**EXTRAIT FOURNI:**
• • •
Heureusement, la Syrie avait pour proconsul Gabinius, un individu fort véreux, dont la vénalité ne dépassait peut-être pas celle des autres, mais en tout cas l’égalait. Aulète, de guerre lasse, se rendit auprès de lui, et lui offrit dix mille talents (environ cinquante-six millions), pour prix de sa restauration. Une partie de cette somme servirait aux frais de l’expédition ; le reste serait pour le général romain. Il va sans dire que le roi ne possédait pas tout cet argent ; mais il s’engageait à verser sur l’heure un acompte. C’était là un appât bien propre à exciter l’avidité de Gabinius, et sa vertu n’était pas faite pour résister à une semblable tentation. Toutefois il risquait beaucoup en acceptant ; non qu’un échec fût à redouter, mais pinte parce que l’acte projeté était doublement illégal. Pénétrer en Égypte avec une armée, c’était fouler aux pieds l’oracle de la Sibylle, et commettre une première irrégularité, qui s’aggraverait du crime d’impiété. Mais il y a plus : une loi de Sylla, confirmée pendant le consulat de César en 59, déclarait coupable de lèse-majesté le gouverneur qui, sans l’autorisation préalable du Sénat ou du peuple, conduisait des troupes hors de sa province pour quelque motif que ce fût, et lors même qu’il avait le dessein, comme dans l’espèce, de prêter main-forte à un souverain allié et protégé.

On voit à quels dangers s’exposait Gabinius en accédant aux désirs d’Aulète. Il ne manqua pas de s’en prévaloir auprès de lui et de faire de ses craintes un procédé de chantage. Il fut d’ailleurs à peu près rassuré par une lettre que Ptolémée lui communiqua de la part de Pompée. Pompée avait renouvelé depuis peu le pacte qui l’unissait à Crassus et à César ; il était déjà, ou il allait être consul avec Crassus[8], et, en réalité, il était pour le moment le maître dans Rome. Sa lettre n’avait certainement rien d’officiel ; sans quoi la responsabilité du proconsul de Syrie eût été à couvert, puisqu’il se serait contenté d’exécuter un ordre, et on ne concevrait pas qu’il eût été plus tard traduit devant les tribunaux. Je doute même que Pompée ait envoyé à Gabinius un avis officieux ; car cet homme cauteleux et dissimulé avait une peur horrible de se compromettre, et avec sa manie de sauver les apparences, il affichait sans cesse un respect hypocrite de la légalité, bien qu’il ait toujours vécu en marge de la constitution. J’imagine que sa lettre, adressée au roi, mais destinée à être placée sous les yeux de Gabinius, contenait simplement l’expression de ses sympathies pour Aulète et formulait des vœux pour son rétablissement. Gabinius comprit à demi-mot, et, persuadé qu’il trouverait dans Pompée, le cas échéant, un puissant défenseur, il fit ses préparatifs.
• • •
**SECTION DES DONNÉES:**
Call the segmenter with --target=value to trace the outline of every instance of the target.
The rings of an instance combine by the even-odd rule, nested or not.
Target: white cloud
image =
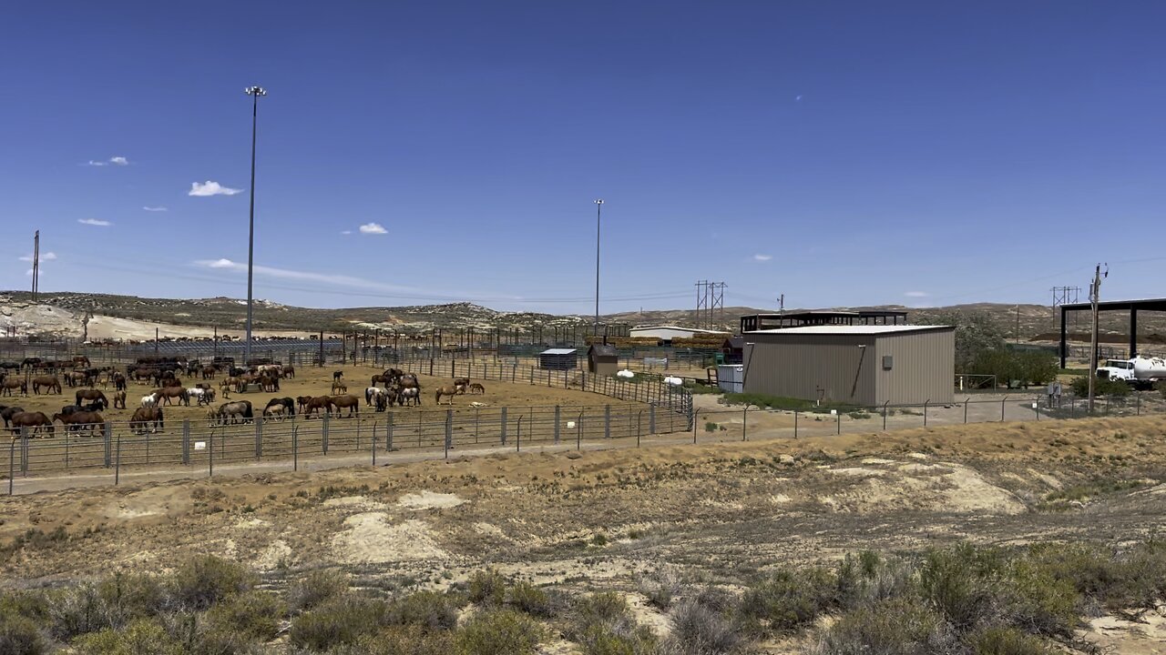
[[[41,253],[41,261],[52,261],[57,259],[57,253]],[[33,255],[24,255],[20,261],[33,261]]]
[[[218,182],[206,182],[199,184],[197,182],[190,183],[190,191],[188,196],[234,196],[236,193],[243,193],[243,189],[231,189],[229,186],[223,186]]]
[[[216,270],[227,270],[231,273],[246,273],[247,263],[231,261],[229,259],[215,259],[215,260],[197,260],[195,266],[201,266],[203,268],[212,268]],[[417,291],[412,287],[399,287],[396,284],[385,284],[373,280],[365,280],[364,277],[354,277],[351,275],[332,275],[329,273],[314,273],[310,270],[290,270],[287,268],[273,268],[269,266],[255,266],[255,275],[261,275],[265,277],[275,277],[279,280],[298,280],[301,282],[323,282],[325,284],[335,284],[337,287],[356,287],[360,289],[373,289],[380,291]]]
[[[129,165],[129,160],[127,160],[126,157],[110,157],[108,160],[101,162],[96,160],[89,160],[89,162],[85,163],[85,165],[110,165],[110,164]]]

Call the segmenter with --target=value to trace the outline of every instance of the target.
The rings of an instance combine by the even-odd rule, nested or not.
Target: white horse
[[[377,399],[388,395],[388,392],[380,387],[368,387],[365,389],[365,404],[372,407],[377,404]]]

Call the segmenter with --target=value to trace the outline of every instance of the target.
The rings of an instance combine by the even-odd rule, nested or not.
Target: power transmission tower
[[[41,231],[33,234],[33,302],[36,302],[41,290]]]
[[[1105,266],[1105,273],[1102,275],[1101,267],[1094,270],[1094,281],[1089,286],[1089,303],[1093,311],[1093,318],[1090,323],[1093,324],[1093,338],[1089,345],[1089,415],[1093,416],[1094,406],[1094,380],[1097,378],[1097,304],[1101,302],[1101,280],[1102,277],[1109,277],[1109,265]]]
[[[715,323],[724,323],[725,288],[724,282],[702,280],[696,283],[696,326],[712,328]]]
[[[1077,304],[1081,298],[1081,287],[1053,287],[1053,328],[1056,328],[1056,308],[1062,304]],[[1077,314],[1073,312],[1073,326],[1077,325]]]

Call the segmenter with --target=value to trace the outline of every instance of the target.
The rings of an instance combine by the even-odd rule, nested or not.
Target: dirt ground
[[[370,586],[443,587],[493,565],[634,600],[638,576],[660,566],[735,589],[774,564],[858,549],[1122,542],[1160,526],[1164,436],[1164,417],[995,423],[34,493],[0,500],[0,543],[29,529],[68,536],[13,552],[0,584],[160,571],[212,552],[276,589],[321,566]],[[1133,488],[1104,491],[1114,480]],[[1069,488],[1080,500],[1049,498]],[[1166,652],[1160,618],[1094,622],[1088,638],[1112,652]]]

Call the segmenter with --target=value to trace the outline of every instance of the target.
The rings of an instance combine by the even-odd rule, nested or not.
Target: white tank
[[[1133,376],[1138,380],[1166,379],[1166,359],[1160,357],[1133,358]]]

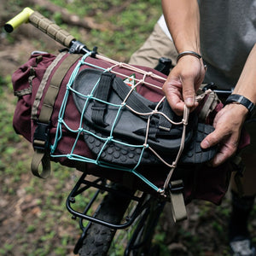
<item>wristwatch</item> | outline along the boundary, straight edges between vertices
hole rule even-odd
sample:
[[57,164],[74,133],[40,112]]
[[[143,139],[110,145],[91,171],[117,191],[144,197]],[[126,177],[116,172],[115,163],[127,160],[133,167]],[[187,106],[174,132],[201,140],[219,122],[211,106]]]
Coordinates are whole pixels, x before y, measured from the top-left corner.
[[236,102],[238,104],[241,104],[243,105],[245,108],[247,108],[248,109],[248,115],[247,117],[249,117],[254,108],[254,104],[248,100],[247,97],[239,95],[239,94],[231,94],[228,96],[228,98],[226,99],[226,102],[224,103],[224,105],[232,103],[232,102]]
• • •
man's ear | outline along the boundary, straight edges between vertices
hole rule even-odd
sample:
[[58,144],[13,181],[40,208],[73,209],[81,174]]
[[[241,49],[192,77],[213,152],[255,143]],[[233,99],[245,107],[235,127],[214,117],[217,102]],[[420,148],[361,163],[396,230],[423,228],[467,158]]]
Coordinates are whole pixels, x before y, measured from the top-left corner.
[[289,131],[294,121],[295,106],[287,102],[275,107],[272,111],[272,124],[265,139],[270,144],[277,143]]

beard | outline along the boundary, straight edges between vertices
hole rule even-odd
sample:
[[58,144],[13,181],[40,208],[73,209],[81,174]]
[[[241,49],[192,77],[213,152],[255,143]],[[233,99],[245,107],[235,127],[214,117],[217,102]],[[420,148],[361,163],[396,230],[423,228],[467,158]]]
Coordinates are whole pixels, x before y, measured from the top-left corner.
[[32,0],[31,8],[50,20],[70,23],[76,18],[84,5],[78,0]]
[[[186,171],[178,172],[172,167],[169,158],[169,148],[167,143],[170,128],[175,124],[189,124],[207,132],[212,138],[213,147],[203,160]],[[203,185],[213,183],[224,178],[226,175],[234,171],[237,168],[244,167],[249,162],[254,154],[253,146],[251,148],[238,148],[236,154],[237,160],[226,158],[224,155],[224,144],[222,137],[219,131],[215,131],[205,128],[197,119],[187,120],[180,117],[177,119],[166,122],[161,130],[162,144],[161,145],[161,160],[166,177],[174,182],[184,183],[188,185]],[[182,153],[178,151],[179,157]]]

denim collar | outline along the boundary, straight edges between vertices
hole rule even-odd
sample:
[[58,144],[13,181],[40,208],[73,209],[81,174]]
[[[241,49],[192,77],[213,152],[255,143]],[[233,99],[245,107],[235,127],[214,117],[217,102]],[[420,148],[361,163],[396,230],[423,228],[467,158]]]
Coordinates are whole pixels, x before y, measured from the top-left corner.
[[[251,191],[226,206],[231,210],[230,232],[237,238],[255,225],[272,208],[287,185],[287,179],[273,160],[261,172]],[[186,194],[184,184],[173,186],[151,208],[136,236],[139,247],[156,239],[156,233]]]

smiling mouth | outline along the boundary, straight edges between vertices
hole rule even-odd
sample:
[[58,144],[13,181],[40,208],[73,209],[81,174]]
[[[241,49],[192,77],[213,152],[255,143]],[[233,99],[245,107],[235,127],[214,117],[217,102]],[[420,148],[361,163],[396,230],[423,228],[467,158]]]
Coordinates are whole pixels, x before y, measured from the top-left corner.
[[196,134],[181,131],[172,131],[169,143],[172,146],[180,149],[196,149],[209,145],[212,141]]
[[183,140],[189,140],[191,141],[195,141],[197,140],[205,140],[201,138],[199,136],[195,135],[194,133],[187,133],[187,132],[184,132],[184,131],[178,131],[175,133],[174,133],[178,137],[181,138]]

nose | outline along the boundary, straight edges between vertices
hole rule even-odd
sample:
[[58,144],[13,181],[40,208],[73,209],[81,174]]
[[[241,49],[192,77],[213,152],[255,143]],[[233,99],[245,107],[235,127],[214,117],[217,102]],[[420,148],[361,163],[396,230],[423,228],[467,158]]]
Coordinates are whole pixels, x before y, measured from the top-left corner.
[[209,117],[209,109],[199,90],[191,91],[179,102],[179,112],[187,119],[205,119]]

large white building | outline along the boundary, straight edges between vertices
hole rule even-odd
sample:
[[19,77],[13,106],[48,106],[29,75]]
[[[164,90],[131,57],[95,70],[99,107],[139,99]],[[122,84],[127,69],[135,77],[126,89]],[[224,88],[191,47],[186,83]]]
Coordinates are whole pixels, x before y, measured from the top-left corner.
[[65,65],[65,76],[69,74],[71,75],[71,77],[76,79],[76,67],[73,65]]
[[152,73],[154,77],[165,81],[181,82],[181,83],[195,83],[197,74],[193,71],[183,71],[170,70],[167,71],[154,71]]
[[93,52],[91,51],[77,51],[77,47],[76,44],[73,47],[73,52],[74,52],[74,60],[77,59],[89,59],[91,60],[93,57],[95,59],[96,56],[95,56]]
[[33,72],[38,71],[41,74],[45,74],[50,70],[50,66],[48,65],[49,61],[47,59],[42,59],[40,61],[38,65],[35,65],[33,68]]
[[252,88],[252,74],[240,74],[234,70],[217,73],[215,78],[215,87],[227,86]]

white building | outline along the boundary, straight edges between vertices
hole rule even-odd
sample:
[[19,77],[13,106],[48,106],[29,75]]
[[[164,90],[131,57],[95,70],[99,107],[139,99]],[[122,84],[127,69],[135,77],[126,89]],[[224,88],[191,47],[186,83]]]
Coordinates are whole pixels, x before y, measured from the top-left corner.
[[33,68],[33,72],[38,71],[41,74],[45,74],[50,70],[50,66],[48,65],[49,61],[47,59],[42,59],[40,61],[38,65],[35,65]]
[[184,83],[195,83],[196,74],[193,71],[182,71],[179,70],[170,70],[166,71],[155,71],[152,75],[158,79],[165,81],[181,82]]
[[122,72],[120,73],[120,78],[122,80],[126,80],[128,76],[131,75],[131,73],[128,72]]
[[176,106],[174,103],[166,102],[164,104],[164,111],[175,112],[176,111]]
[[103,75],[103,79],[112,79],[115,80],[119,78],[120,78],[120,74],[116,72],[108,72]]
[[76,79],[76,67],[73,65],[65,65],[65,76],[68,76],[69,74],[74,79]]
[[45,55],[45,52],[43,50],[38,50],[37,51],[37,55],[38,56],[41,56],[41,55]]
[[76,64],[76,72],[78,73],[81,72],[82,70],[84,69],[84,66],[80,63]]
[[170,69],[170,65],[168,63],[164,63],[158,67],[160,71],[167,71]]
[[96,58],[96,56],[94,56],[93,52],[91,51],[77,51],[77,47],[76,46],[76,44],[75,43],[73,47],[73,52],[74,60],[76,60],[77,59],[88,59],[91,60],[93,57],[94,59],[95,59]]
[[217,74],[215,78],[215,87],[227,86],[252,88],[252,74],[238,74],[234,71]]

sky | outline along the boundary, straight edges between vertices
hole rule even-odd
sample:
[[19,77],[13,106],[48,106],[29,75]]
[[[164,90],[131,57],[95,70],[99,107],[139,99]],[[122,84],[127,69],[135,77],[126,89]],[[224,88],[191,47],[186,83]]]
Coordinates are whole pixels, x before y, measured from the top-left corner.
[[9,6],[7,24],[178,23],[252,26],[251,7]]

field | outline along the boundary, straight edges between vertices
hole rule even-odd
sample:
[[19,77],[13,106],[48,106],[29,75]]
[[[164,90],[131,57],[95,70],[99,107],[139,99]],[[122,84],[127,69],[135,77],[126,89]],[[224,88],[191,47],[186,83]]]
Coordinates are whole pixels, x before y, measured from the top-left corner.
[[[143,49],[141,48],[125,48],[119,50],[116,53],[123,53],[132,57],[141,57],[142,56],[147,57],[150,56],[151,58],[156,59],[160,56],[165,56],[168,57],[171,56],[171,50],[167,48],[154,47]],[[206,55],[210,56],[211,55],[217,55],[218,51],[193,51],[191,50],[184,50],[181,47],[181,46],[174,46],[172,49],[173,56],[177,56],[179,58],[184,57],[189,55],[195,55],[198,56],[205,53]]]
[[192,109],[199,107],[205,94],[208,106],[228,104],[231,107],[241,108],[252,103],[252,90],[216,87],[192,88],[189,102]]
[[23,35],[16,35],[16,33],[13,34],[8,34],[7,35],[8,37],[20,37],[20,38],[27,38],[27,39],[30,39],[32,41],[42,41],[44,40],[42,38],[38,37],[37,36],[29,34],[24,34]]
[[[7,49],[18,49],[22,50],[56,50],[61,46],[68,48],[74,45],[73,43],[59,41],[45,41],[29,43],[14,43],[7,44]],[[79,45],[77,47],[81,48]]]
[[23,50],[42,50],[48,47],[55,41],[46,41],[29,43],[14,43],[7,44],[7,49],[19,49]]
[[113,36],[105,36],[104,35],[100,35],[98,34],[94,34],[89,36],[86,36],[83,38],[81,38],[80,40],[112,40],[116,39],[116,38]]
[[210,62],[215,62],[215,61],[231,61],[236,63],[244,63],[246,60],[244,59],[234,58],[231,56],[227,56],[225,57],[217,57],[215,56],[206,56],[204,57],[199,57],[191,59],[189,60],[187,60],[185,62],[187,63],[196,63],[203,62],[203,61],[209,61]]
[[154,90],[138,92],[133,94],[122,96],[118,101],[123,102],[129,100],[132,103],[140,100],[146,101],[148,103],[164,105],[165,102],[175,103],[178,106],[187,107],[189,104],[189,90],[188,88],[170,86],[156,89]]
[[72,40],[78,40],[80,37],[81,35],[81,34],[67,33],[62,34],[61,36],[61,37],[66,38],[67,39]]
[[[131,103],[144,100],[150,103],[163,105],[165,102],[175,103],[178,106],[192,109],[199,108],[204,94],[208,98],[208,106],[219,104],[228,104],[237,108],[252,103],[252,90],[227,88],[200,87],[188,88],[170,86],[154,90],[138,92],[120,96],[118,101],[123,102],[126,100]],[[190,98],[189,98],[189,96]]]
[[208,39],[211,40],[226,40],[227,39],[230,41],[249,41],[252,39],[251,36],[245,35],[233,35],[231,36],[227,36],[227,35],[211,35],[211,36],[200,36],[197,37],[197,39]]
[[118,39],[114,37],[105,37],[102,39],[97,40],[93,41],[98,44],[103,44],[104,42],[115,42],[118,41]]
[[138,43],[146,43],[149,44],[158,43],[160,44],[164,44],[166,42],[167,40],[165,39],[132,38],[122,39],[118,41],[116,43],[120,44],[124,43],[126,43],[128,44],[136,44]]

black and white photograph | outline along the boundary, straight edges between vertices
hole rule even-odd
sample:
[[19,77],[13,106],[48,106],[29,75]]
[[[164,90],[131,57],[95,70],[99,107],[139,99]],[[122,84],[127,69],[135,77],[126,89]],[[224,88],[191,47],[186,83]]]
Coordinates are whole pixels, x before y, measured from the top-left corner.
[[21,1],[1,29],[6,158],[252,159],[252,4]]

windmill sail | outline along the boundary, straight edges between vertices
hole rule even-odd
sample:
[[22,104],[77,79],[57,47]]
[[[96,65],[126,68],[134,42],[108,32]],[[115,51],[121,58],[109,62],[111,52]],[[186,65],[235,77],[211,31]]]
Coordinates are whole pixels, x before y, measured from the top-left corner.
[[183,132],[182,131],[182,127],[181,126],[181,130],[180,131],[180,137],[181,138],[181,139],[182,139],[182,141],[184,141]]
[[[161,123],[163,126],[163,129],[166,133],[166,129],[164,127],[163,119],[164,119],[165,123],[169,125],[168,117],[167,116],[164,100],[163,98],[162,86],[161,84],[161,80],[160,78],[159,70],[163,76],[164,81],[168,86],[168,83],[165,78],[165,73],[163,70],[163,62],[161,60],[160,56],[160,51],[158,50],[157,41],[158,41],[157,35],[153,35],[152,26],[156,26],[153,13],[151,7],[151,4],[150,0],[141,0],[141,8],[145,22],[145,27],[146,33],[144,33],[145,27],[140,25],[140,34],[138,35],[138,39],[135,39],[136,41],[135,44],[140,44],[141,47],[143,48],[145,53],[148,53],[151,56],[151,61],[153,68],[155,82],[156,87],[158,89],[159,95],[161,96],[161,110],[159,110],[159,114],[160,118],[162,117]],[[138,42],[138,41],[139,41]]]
• • •
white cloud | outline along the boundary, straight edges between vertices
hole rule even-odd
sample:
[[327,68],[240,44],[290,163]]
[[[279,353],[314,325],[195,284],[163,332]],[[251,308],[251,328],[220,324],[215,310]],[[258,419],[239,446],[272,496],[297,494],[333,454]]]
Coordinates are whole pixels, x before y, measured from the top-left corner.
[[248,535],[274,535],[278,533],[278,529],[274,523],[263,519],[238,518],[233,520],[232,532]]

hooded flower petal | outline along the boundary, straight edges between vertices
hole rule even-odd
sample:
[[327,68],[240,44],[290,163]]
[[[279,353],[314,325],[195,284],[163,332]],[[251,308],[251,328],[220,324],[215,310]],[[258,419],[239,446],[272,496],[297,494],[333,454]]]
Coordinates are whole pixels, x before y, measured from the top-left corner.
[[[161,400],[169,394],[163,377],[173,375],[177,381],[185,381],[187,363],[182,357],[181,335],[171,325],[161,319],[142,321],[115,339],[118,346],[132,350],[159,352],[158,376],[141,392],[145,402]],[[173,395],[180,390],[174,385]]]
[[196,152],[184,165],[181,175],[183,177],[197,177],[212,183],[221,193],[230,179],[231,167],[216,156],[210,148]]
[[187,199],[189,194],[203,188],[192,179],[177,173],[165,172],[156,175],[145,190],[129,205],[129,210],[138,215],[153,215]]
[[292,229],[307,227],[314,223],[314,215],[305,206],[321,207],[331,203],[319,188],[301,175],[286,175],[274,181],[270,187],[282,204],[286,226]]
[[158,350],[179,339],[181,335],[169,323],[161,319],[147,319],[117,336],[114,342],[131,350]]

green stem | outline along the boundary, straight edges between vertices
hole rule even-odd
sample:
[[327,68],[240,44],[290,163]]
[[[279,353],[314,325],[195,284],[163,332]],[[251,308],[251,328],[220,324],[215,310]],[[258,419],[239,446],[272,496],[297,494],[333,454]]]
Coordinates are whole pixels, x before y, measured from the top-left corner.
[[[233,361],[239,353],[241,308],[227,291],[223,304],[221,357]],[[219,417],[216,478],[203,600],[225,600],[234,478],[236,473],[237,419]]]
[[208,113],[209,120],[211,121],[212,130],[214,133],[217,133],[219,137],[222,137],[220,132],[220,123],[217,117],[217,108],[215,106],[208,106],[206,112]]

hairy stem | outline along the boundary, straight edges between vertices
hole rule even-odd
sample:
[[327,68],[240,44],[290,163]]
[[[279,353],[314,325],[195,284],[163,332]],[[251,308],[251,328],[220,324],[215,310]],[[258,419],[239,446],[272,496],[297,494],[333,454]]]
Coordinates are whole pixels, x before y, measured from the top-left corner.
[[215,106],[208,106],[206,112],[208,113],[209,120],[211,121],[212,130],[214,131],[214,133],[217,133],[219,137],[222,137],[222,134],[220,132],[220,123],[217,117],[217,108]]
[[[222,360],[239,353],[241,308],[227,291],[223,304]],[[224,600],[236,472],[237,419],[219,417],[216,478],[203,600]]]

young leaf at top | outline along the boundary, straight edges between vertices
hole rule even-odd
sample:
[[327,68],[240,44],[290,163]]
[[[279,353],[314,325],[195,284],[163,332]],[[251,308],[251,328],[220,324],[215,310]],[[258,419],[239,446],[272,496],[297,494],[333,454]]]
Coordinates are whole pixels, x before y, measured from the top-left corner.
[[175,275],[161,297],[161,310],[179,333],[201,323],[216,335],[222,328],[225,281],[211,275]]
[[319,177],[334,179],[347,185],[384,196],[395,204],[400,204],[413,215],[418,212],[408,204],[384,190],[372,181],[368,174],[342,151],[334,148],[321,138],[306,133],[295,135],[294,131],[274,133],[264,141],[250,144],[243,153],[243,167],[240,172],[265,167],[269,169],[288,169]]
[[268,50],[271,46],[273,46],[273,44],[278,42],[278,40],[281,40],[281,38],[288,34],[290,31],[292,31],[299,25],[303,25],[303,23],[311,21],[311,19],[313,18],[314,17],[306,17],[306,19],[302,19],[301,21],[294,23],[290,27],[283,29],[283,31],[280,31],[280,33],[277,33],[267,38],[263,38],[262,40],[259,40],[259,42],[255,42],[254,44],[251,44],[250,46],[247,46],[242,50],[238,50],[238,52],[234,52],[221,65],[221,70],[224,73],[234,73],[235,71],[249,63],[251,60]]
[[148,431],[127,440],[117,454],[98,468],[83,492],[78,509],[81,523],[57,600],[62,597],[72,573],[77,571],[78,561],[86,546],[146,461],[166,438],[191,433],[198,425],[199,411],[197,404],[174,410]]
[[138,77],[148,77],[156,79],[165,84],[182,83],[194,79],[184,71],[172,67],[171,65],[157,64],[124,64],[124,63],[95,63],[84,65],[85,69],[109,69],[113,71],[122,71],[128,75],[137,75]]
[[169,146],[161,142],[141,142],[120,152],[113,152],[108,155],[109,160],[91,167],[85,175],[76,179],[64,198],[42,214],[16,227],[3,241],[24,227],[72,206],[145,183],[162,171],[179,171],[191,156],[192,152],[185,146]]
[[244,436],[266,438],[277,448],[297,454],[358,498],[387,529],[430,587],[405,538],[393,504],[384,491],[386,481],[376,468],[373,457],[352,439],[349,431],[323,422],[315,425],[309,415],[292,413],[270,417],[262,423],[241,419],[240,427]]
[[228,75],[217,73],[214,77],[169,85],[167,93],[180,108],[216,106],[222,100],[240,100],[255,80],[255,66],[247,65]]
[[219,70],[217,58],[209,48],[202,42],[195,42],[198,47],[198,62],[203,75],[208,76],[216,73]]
• • •
**CONSIGNE ÉCRITE 1:**
Répondez à ces questions sur l'extrait sur Gabinius :
(a) Quelle somme Aulète offrit-il à Gabinius pour prix de sa restauration ?
(b) Pendant le consulat de qui, et en quelle année, la loi de Sylla fut-elle confirmée ?
(c) Avec qui Pompée avait-il renouvelé depuis peu son pacte ?
**CONSIGNE ÉCRITE 2:**
Dressez la liste complète des hommes politiques romains nommés dans l'extrait sur Gabinius.
**CONSIGNE ÉCRITE 3:**
Veuillez poursuivre l'extrait sur Gabinius à partir de la dernière phrase donnée.

**RÉPONSE ATTENDUE 1:**
(a) Dix mille talents, soit environ cinquante-six millions.
(b) Pendant le consulat de César, en 59.
(c) Avec Crassus et César.

**RÉPONSE ATTENDUE 2:**
Gabinius, Sylla, César, Pompée, Crassus

**RÉPONSE ATTENDUE 3:**
Comme il fallait s’y attendre, Rabirius joua un rôle dans cette intrigue. On l’accusa ultérieurement d’avoir poussé Gabinius à passer en Égypte, et cette démarche n’avait rien que de naturel, étant données les créances qu’il avait sur Aulète. Il est toutefois permis de se demander si ce conseil émana de sa seule initiative, ou bien si Rabirius fut le canal secret par où arrivèrent jusqu’à l’oreille du proconsul les exhortations décisives de Pompée. Dans cette dernière hypothèse son langage aurait eu une tout autre valeur que dans la première. Quoi qu’il en soit de cette conjecture, on constate qu’il n’y eut dans tout cela qu’une question d’argent. Gabinius ne voulait pas laisser échapper une si belle occasion de s’enrichir. Rabirius était impatient de recouvrer les fonds qu’il avait prêtés. Quant à Pompée, il avait peut-être aussi le roi pour débiteur, à moins qu’on eût acheté sa complicité par l’offre d’un pot-de-vin à prélever sur les soixante millions. Cette communauté d’intérêts rapprocha les trois compères et l’expédition fut résolue par eux en dépit du Sénat et de la religion. L’opération ne rencontra aucune difficulté. Il se produisit un petit essai de résistance ; mais les troupes romaines balayèrent sans effort les soldats poltrons et indisciplinés qu’on leur opposa, et Aulète, qu’elles traînaient avec elles, eut la joie de rentrer dans son palais après trois ans d’absence. Quand le pays fut évacué, une garnison resta à Alexandrie, pour défendre le roi contre ses sujets, en même temps quo pour affermir le protectorat de la république (printemps de 55).

 

III

Rabirins ministre des finances en Égypte. — Sa disgrâce. — Son procès à Rome. — Plaidoyer de Cicéron. — Rabirius fonctionnaire de César.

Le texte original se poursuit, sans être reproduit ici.